— BEGIN Given data —

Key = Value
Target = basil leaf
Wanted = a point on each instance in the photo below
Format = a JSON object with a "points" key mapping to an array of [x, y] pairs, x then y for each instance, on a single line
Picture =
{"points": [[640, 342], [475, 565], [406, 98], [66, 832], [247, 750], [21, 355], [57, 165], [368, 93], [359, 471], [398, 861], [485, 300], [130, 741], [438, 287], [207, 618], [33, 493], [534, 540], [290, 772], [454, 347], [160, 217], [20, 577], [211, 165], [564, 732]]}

— END Given data —

Task prompt:
Reproduce every line of the records above, requests included, scaling each x and y point coordinate in the answers by 1.05 and rounding it to the nearest whole number, with halves rounded up.

Result for this task:
Key = Value
Target = basil leaf
Wanted = a point on each instance in the photo below
Format = a JSON object with a "points" key mapping to an array of [x, y] pairs, x then y for each instance, on a single line
Picture =
{"points": [[672, 359], [499, 593], [426, 103], [69, 874], [259, 788], [22, 373], [60, 173], [386, 98], [377, 495], [418, 904], [509, 315], [137, 778], [460, 301], [217, 649], [35, 518], [561, 567], [305, 811], [477, 364], [168, 228], [21, 606], [222, 173], [592, 769]]}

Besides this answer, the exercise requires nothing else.